---------- Text section ----------
As the proud adolescent owner of a beat-up old Gibson SG guitar, I was
ready to make some noise and take on the world. The only problem was that
all of my heroes had either shamelessly sold out, or settled into a
comfortable heroin hibernation. Led Zeppelin had lost their swagger, I was
already sick of Rush and Yes and all that falsetto prog-rock, and, of
course, I fucking hated disco music and everything it stood for.

I needed new ammunition.

Then, a revelation: in April of that year I walked into Disc Records in
Valley View Mall and saw a stack of free seven-inch singles on the
counter. The record bore a Warner Brothers label with a generic sleeve;
the artist was somebody named Van Halen.

The A-side was a cover of The Kinks’ classic song “You Really Got Me”; the
flipside a track called “Atomic Punk.” Who knows? Maybe this was a
“gimmick” song by a guy like Van Morrison who put out a record to make fun
of punk rock, and they figured giving it away free was the only way anyone
was going to hear it.

I collected seven-inch singles like other kids collected baseball cards,
so I slipped a copy of it into my backpack and didn’t give it a second
thought. It wasn’t until I got home and put the record on my turntable
that I realized my initial impression was way off base.

Just ten seconds into “You Really Got Me,” and I knew that we were dealing
with uncharted territory. That was the loudest I had ever heard a guitar
mixed in relation to the rest of the instrumentation on a record. It
sounded like the guy was playing through a dozen Marshall stacks. The solo
was a kinetic blitzkrieg of random harmonics and static electricity.

Unfathomable realization, wrapping one’s head around the unthinkable:
“God, this guy is even better than Jimmy Page!”

Then I flipped the single over and heard the intro to “Atomic Punk.” The
guitarist was doing something that was totally different: instead of
hammering the strings up and down, he created a unique dissonant melodic
figure by scraping the pick sideways across the top of the strings, while
simultaneously running the signal through a distortion pedal and phase
shifter at the same time.
---------- Dataset content ----------
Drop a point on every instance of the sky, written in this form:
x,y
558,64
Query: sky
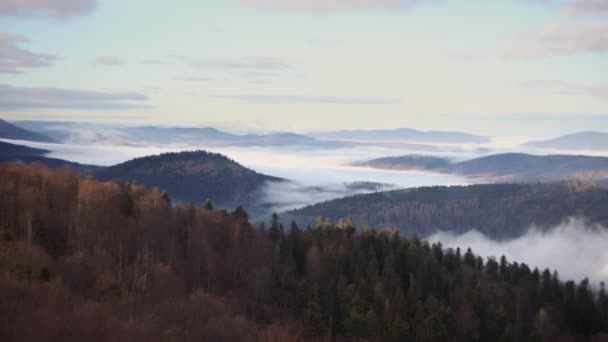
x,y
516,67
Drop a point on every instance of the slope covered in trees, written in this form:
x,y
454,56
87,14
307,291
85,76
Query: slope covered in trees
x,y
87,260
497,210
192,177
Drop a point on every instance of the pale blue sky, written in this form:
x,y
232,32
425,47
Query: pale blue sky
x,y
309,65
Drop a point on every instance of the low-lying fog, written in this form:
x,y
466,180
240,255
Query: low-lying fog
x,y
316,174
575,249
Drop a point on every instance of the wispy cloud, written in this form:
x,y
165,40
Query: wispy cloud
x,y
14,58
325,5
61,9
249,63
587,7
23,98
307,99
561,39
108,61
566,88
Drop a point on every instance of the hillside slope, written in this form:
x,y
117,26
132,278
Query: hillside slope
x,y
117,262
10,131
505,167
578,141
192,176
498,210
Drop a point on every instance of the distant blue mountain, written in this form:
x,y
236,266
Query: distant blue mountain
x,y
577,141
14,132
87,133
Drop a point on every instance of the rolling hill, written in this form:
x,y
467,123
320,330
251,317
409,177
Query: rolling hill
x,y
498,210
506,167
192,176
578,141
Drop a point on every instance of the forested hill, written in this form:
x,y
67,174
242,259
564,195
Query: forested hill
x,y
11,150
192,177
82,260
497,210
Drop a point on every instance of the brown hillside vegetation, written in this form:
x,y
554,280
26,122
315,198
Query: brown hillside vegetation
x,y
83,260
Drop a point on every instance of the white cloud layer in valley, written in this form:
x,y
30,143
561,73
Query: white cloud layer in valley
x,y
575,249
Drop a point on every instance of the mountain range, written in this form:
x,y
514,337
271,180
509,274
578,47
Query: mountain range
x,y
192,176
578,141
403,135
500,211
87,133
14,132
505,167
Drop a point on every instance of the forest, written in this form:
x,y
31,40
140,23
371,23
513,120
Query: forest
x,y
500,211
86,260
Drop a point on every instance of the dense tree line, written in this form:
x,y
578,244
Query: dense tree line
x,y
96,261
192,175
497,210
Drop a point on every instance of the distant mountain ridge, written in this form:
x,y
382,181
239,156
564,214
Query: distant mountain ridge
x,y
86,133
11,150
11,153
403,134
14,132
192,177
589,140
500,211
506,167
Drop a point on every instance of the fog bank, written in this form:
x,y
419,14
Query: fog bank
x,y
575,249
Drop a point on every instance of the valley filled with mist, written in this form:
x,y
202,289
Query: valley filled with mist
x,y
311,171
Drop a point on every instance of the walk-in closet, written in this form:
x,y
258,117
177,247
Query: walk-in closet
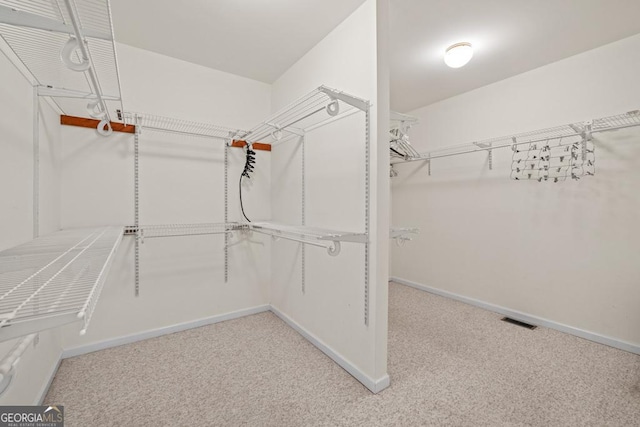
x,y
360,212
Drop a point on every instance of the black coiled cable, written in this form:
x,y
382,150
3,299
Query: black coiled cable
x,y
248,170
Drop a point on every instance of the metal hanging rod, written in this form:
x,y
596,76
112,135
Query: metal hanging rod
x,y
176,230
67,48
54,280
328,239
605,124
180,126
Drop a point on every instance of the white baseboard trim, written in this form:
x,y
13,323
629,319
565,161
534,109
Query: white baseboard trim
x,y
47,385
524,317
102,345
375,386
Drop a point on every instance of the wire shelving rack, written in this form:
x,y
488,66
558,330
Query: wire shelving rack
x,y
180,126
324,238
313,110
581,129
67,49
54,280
----------
Stated problem ::
Reproduce the passage from the text about discovering Van Halen, between "I collected seven-inch" and "way off base.", inclusive.

Solution for this exercise ::
I collected seven-inch singles like other kids collected baseball cards,
so I slipped a copy of it into my backpack and didn’t give it a second
thought. It wasn’t until I got home and put the record on my turntable
that I realized my initial impression was way off base.